• **WORK REQUEST**
State the number of lines in the following data that include the word "hillside", with no other text.

• **Point localization data**
____
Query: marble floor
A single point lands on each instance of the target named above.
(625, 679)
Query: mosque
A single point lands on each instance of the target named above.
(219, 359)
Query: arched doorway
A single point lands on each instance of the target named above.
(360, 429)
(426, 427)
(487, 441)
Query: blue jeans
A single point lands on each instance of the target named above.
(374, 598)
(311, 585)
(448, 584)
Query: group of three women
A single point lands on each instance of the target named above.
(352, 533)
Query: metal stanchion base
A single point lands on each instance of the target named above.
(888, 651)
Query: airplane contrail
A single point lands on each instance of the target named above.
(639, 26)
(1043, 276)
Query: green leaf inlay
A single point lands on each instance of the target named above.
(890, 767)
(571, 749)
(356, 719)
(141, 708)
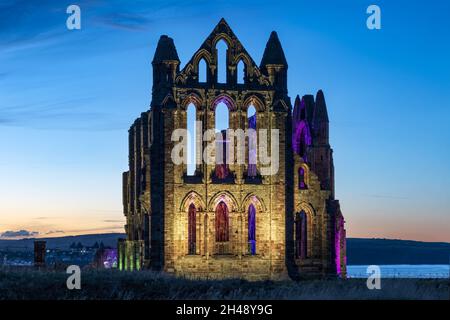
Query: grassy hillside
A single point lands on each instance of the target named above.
(359, 251)
(108, 239)
(107, 284)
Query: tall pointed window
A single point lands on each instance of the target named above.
(202, 71)
(301, 238)
(241, 72)
(301, 179)
(191, 143)
(251, 118)
(192, 228)
(252, 230)
(222, 49)
(222, 223)
(221, 125)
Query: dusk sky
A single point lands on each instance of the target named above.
(67, 99)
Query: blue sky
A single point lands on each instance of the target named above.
(67, 99)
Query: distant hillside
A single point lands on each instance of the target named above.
(108, 239)
(359, 251)
(387, 251)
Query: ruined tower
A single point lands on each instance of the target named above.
(231, 219)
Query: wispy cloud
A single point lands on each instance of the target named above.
(18, 234)
(126, 21)
(54, 231)
(46, 115)
(385, 196)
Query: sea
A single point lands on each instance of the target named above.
(432, 271)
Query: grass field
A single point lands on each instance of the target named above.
(106, 284)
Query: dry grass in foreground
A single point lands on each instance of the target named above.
(106, 284)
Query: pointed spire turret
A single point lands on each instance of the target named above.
(320, 111)
(273, 53)
(320, 121)
(274, 64)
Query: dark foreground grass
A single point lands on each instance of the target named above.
(106, 284)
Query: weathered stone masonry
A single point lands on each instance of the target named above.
(239, 223)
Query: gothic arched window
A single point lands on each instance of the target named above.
(191, 143)
(221, 125)
(252, 229)
(301, 237)
(301, 179)
(222, 49)
(192, 228)
(251, 116)
(222, 223)
(202, 71)
(241, 72)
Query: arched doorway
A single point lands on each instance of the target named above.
(301, 236)
(222, 228)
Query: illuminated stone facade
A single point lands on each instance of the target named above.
(233, 222)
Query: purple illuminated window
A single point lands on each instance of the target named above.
(222, 223)
(192, 228)
(301, 235)
(252, 229)
(301, 179)
(251, 171)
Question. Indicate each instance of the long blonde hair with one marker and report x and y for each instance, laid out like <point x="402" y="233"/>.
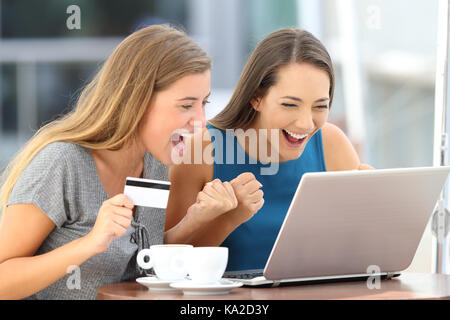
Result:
<point x="110" y="108"/>
<point x="278" y="49"/>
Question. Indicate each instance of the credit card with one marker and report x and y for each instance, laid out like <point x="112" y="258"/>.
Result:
<point x="147" y="192"/>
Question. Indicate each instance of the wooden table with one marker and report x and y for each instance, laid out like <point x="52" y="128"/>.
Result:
<point x="406" y="286"/>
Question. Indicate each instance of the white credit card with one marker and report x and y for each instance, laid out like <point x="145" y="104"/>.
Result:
<point x="147" y="193"/>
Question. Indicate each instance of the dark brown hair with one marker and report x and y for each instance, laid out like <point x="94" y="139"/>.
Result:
<point x="278" y="49"/>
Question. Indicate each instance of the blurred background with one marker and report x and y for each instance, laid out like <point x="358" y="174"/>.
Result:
<point x="384" y="54"/>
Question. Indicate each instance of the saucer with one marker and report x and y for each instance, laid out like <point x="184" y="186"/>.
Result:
<point x="194" y="289"/>
<point x="153" y="283"/>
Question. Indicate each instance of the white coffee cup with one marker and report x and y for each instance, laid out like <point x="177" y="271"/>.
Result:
<point x="206" y="265"/>
<point x="167" y="260"/>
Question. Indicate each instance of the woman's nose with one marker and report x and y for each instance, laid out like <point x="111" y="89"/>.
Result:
<point x="198" y="118"/>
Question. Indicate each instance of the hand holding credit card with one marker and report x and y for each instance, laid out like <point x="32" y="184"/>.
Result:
<point x="147" y="192"/>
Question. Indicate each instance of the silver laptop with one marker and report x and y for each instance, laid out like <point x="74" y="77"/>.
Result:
<point x="350" y="225"/>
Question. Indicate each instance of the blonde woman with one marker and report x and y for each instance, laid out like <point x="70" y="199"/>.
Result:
<point x="277" y="120"/>
<point x="64" y="213"/>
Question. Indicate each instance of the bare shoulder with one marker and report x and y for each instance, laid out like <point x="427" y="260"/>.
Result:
<point x="338" y="150"/>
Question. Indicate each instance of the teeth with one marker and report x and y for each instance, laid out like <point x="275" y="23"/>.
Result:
<point x="295" y="135"/>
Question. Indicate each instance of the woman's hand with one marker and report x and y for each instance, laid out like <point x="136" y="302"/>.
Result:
<point x="113" y="220"/>
<point x="250" y="196"/>
<point x="216" y="198"/>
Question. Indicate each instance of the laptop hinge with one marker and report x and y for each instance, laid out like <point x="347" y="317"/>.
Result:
<point x="276" y="284"/>
<point x="390" y="275"/>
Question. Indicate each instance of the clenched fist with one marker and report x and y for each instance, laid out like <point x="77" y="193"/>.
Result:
<point x="216" y="198"/>
<point x="249" y="194"/>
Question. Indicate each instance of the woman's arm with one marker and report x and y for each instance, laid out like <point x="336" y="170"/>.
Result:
<point x="23" y="229"/>
<point x="338" y="151"/>
<point x="187" y="180"/>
____
• **RESULT FOR THIS TASK**
2